My Marshall experience completely changed my thinking about my life and career. The people I met had many different interests and experiences and were preparing for careers I had never heard of until I began my studies at the University of Oxford. I relished learning more about British culture and immersing myself in one of the U.K.'s and the world's storied universities. Likewise, I took pride in the fact that I could share my ideas, culture, and experiences with others during my time as a Marshall Scholar, and I forged strong friendships that endure to this day. Gaining a fuller understanding of the friendship and respect between the U.S. and U.K., and the global importance of these two economies and democracies, has held me in good stead for many years and continues to be important in my current role as a member of the Federal Reserve's Board of Governors.

In fact, I had my eyes on studying in Europe as far back as junior high school, when, during Latin class, I dreamed of following the Appian Way and other Roman routes that stretched from Britain to Israel to Morocco. I was eager to put my Girl Scout navigation and itinerary-building skills to the test on another continent. My first taste of European life came during my junior year abroad, when I won a Charles L. Merrill Scholarship to study in Strasbourg, France. During spring break of that year, I purchased a student Britrail pass and traveled to London, Southampton, and Stratford-upon-Avon. I met students and other people from all over Europe throughout the year, and I had many conversations on trains, ferries, and beaches, as well as in hostels and homes to which I was invited. I was immensely grateful to be able to do so many things my parents never had the opportunity to do, and I was eager to continue such experiences. As a result, on the advice of my mentors at Spelman—Professors Ethel Githii, Margery Ganz, and Lois Moreland—as well as the president at the time, Donald M. Stewart, I applied for the Marshall Scholarship and was humbled to be the first Spelman student to receive it.

Transformative Experience
Reflecting on the essay I wrote for my Marshall application, I invoked Plato's allegory of the cave from Book VII of the Republic to describe the transformation in my world view that occurred during my junior year abroad when it was challenged almost daily. My time as a Marshall Scholar would become the next phase of this ongoing transformation.

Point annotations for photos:
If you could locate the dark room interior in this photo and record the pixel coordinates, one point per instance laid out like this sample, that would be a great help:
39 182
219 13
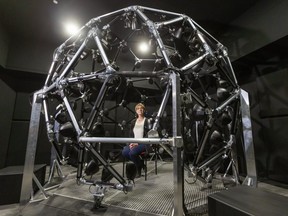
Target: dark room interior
254 32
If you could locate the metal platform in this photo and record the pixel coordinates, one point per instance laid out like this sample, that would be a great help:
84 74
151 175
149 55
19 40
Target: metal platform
151 197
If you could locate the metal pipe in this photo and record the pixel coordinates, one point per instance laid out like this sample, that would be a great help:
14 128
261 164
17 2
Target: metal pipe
125 140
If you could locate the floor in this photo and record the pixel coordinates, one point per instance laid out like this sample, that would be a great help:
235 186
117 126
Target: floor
152 197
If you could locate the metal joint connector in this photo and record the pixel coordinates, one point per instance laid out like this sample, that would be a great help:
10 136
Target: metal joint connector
177 141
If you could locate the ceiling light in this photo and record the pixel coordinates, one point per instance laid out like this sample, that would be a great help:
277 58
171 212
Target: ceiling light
143 47
71 28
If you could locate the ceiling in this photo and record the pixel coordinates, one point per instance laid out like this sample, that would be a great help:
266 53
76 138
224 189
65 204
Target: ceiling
43 20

• _EXERCISES_:
**A)** In the Marshall Scholarship essay, which scholarship paid for the junior year of study in Strasbourg, France?
**B)** Carry on the Marshall Scholarship essay, starting after its final sentence.
The rows have no connection to the text about the Marshall Scholarship.

• _RESULTS OF THE TASKS_:
**A)** A Charles L. Merrill Scholarship.

**B)**
When I arrived in Oxford, I was excited and transfixed. The bucolic setting of Oxford was conducive to learning and sharing ideas. As a philosophy major at Spelman and long a student of Latin and the classics, I was incredulous that I had the chance to study philosophy at Oxford with a tutor employing the Socratic method. It was a dream come true. I lived with students from all over the world and made life-long friends. My studies at Oxford shined a bit more light on the subject of economics, perhaps subtly beginning the transformation to my eventual career. In my first (Michaelmas) term, I had a tutorial in mathematical economics, only my third economics course ever. I learned a lot, and I was surprised that I loved it! Maybe that should have been a hint? However, I did not choose it as my concentration. I had to select two subjects out of the three from philosophy, politics, and economics. I chose philosophy and politics, because I thought economics was too much fun.

My most influential tutor, as we called our professors at Oxford, was philosopher of mind and metaphysics Galen Strawson. Through my interactions with him, he helped me answer the question, "How does one construct a thoughtful, systematic world view?" After I completed my studies at Oxford, Galen also helped me hone further academic pursuits and advised me on plans that ultimately led me to pursue a PhD in economics. He was generous with his time and offered very useful advice in comparing British and American economics programs.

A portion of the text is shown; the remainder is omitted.